> _Given request_: Return the listing below word for word.

[Records to process start]

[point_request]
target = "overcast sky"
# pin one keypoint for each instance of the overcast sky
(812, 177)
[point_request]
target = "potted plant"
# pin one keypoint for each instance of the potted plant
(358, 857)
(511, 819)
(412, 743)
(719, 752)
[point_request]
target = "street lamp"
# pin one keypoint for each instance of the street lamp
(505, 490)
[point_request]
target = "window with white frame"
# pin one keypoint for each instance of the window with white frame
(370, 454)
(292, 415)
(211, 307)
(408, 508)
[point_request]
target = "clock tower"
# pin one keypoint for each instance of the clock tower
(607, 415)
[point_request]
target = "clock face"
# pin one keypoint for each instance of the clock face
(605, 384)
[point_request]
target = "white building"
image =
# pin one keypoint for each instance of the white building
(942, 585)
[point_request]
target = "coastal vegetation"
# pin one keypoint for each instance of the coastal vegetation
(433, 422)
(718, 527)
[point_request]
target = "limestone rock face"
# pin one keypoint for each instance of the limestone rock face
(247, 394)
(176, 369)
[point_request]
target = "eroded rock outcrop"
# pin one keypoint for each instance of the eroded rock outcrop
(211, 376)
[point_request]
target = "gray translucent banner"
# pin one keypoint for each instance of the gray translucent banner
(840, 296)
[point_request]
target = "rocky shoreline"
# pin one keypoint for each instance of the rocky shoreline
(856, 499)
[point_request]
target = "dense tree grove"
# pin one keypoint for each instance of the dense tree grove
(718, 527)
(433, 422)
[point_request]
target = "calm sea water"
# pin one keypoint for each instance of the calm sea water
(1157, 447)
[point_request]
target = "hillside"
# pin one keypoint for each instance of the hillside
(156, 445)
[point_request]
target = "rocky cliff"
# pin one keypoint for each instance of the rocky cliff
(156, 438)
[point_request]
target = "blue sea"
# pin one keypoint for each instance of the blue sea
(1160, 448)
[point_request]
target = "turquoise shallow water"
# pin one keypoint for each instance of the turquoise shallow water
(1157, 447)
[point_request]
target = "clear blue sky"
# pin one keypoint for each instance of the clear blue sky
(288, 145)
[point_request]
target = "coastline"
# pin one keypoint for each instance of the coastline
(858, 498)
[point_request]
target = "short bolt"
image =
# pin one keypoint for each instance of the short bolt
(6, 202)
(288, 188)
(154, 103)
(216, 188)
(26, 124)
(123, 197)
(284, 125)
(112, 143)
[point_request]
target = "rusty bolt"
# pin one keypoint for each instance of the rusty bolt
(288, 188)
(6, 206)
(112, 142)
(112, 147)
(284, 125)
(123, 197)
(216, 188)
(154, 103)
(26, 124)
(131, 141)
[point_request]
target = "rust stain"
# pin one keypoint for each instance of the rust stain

[Records to process end]

> _Task solution_:
[point_request]
target = "overcast sky"
# pin one keypoint for each instance of the overcast sky
(812, 177)
[point_request]
target = "potted plant"
# pin one keypoint for each instance of the potted plant
(358, 857)
(511, 819)
(412, 743)
(719, 752)
[point_request]
target = "street lamp"
# pin one keypoint for each instance of the street lamp
(505, 490)
[point_request]
target = "window with white frame"
# pin one keypoint for each instance of the window with white frame
(370, 454)
(292, 415)
(211, 307)
(408, 508)
[point_request]
target = "clock tower"
# pin one keypoint for each instance of the clock tower
(607, 415)
[point_request]
target = "clock face"
# pin one keypoint for each instance of the clock face
(605, 384)
[point_request]
target = "white building"
image =
# pin one keypoint for each instance of the white building
(942, 585)
[point_request]
target = "coastal vegetation"
# pin one keypoint for each instance of the coastal vegetation
(433, 422)
(718, 527)
[point_request]
target = "limestone rock face"
# pin one keypoint for each instance of the limestone rock face
(247, 394)
(176, 369)
[point_request]
target = "eroded rock outcrop"
# pin one keypoint for each instance of the eroded rock outcrop
(211, 376)
[point_request]
target = "gray translucent banner"
# pin one keypoint for each instance of the gray translucent banner
(840, 296)
[point_request]
target = "rocky shoreline"
# pin one keypoint for each instance of the rocky shoreline
(856, 499)
[point_request]
target = "dense tree grove"
# pin one keypoint for each instance of the dense tree grove
(718, 527)
(433, 422)
[point_request]
target = "calm sea water"
# pin one keypoint for each instance of the calm sea water
(1157, 447)
[point_request]
target = "hillside"
# pin one keypoint for each instance of the hillside
(156, 445)
[point_request]
target = "rocky cliff"
# pin one keypoint for each instance of the rocky cliff
(156, 438)
[point_request]
target = "blue sea"
# pin one keypoint for each instance of the blue sea
(1160, 448)
[point_request]
target = "turquoise shallow water"
# pin one keypoint for each instance of the turquoise shallow water
(1157, 447)
[point_request]
target = "clear blue sky"
# pin one keypoint for each instance of the clear blue sky
(288, 145)
[point_request]
target = "coastline"
# pin one keypoint for each instance of the coastline
(858, 498)
[point_request]
target = "short bolt"
image =
# pin one keypoint for each instance of the short bolt
(6, 202)
(288, 188)
(154, 103)
(216, 188)
(26, 124)
(123, 197)
(284, 125)
(112, 143)
[point_request]
target = "rusty bolt"
# pin one keypoint for each instance of the rusty bolt
(288, 188)
(6, 206)
(112, 142)
(112, 147)
(284, 125)
(123, 197)
(216, 188)
(154, 103)
(26, 124)
(131, 141)
[point_request]
target = "rust stain"
# pin one keypoint for each instance of the rust stain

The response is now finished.